* [Work to complete]
Identify every line in the listing below that contains the word "ceramic" and copy each one. Case matters.

* [Rows]
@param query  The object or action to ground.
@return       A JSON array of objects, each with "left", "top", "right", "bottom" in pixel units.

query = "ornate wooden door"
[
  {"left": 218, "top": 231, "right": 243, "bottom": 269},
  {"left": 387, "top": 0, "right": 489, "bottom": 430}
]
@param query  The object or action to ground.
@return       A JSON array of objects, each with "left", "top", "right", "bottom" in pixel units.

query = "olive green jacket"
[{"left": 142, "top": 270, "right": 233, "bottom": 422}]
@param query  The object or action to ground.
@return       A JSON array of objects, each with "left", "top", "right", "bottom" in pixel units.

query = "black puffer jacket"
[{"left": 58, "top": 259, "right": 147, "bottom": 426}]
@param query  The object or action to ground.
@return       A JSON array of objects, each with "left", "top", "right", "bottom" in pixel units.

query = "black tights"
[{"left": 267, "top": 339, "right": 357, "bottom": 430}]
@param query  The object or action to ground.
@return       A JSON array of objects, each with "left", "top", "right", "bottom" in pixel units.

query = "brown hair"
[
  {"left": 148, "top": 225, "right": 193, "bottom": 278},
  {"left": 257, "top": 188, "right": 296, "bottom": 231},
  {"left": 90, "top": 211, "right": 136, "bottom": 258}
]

--

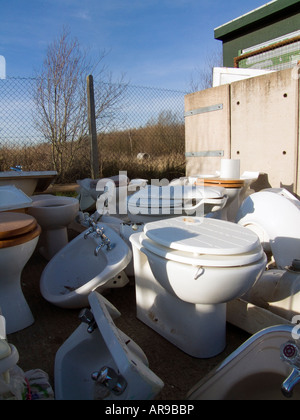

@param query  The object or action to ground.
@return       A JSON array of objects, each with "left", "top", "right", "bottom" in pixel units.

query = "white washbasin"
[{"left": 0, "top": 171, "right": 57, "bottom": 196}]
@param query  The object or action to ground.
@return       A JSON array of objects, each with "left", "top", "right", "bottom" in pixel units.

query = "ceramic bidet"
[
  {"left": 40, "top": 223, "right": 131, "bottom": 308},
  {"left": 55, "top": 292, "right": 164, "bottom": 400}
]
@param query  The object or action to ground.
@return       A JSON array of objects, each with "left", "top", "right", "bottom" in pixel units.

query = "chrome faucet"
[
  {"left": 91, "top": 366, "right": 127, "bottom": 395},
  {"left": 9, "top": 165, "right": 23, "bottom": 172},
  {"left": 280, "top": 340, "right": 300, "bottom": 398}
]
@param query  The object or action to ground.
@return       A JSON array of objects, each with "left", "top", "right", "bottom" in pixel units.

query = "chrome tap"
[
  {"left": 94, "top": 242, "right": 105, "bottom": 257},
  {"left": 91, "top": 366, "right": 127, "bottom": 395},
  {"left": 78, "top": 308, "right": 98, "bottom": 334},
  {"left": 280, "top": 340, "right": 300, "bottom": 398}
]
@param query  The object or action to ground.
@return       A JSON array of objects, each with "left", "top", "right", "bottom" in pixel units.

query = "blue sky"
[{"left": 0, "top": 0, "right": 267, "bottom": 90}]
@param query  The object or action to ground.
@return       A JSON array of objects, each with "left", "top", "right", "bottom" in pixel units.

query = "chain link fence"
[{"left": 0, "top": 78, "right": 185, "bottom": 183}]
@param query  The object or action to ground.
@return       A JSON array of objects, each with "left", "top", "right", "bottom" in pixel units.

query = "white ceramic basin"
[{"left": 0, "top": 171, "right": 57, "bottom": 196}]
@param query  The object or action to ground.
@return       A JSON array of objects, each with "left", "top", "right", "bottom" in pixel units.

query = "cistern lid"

* [Finished task]
query = "ceramic bidet"
query = "white ceramic basin"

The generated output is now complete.